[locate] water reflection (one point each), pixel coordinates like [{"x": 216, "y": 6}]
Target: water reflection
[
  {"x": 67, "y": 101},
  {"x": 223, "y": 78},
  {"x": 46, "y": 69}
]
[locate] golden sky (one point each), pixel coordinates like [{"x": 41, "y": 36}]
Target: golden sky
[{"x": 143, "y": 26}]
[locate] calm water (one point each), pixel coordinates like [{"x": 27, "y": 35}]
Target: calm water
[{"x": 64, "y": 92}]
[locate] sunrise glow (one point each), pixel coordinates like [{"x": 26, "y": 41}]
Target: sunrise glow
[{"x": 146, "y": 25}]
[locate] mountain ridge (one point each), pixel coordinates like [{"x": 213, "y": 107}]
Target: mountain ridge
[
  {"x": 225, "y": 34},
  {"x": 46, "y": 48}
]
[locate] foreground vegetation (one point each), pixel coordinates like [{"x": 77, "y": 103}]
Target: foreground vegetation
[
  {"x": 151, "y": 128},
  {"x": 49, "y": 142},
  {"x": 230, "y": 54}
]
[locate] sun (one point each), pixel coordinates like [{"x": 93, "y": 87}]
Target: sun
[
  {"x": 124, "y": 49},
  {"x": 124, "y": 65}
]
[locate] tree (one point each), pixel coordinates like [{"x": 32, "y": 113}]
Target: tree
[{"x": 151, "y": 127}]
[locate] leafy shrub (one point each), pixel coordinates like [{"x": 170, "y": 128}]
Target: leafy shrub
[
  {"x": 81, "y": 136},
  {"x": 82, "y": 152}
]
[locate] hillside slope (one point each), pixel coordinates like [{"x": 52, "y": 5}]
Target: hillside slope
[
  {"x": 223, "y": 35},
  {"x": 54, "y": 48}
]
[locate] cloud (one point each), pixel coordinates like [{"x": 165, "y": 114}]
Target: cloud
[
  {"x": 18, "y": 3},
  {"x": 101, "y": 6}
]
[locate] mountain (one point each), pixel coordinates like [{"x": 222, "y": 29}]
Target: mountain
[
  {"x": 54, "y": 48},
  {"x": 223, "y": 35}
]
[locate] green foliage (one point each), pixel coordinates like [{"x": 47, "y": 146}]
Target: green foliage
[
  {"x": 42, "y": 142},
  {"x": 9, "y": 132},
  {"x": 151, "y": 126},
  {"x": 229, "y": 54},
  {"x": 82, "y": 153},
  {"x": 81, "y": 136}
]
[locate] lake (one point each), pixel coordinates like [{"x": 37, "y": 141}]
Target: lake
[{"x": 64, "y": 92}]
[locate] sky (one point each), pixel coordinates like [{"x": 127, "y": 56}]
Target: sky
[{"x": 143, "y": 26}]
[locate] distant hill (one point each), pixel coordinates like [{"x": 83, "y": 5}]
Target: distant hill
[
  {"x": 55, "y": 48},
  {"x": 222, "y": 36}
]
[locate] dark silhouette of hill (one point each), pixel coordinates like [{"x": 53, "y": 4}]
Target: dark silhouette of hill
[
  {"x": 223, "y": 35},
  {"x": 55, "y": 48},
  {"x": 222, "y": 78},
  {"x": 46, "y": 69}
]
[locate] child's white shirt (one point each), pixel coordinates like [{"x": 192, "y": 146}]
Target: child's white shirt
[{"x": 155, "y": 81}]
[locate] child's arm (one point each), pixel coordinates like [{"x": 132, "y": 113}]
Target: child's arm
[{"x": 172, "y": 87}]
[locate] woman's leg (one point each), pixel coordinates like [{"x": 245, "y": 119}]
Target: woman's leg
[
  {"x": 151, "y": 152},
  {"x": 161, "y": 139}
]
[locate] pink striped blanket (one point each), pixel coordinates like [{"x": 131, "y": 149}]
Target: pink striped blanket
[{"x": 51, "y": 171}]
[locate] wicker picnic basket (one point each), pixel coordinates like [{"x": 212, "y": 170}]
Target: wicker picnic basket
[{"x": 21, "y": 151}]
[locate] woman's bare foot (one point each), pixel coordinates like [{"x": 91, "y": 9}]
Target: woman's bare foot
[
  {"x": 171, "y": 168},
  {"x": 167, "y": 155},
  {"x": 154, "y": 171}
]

++++

WORK REQUIRED: In the data above, find the line that contains "[locate] mountain ridge", then reproduce exactly every line from the first line through that line.

TASK RESULT:
[locate] water reflection (one point each), pixel coordinates like [{"x": 216, "y": 6}]
Target: water reflection
[
  {"x": 67, "y": 101},
  {"x": 223, "y": 78},
  {"x": 46, "y": 69}
]
[locate] golden sky (one point each), pixel coordinates like [{"x": 41, "y": 36}]
Target: golden sky
[{"x": 143, "y": 26}]
[locate] calm water (one point each), pixel coordinates like [{"x": 27, "y": 35}]
Target: calm water
[{"x": 64, "y": 92}]
[locate] sunrise glow (one point each), pixel coordinates like [{"x": 26, "y": 41}]
Target: sunrise glow
[{"x": 146, "y": 25}]
[locate] mountain ridge (one point each), pixel coordinates like [{"x": 213, "y": 107}]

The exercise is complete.